WORK TASK: Among the lines below, tally those that hold "with". Return the number and nothing more.

________________________

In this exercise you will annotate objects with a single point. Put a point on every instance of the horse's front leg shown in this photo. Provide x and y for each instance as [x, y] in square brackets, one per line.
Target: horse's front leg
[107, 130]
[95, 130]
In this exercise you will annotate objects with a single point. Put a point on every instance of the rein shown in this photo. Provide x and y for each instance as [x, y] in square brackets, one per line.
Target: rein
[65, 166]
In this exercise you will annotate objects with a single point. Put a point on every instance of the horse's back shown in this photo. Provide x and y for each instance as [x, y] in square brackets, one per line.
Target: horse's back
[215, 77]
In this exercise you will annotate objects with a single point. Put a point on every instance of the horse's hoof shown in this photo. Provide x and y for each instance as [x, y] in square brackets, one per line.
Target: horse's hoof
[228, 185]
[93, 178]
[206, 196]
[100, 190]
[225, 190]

________________________

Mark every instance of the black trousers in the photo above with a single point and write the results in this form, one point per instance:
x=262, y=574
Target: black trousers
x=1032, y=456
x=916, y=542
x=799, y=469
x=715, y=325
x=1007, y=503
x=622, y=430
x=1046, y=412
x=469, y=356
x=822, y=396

________________________

TASK RESULT: 5